## To do
Pull each line containing "target" out of the data and copy it.

## Information shown
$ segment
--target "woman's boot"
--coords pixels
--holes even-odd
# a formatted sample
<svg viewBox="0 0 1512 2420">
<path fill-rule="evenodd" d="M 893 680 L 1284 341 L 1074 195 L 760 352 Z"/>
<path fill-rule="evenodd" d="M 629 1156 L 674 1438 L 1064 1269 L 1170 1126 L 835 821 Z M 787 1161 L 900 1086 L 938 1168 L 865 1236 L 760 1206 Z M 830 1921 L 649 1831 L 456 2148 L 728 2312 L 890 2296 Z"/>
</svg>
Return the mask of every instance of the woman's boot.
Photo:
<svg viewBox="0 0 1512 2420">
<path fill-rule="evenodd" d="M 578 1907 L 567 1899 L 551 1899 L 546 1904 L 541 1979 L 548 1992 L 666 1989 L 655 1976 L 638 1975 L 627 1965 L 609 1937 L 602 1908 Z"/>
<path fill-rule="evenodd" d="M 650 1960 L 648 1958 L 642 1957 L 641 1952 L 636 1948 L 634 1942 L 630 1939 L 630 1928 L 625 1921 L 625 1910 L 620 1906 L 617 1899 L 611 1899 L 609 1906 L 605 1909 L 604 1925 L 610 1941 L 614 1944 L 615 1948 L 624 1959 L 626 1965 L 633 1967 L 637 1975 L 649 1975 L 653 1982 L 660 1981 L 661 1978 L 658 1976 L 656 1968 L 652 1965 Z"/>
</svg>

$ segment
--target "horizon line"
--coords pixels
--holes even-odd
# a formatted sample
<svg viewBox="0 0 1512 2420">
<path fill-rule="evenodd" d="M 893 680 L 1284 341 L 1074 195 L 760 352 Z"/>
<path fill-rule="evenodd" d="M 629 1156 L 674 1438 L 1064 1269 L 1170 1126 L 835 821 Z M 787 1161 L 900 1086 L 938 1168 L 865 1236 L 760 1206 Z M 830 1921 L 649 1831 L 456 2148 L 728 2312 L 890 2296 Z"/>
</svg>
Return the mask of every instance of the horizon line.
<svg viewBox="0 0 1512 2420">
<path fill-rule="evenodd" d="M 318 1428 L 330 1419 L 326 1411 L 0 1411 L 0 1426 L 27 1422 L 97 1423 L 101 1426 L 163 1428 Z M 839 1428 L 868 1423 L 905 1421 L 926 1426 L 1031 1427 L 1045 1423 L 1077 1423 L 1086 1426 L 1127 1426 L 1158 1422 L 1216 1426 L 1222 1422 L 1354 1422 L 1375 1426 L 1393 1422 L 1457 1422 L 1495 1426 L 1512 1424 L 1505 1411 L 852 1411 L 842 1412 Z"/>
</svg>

## Your solution
--target "woman's boot"
--target "horizon line"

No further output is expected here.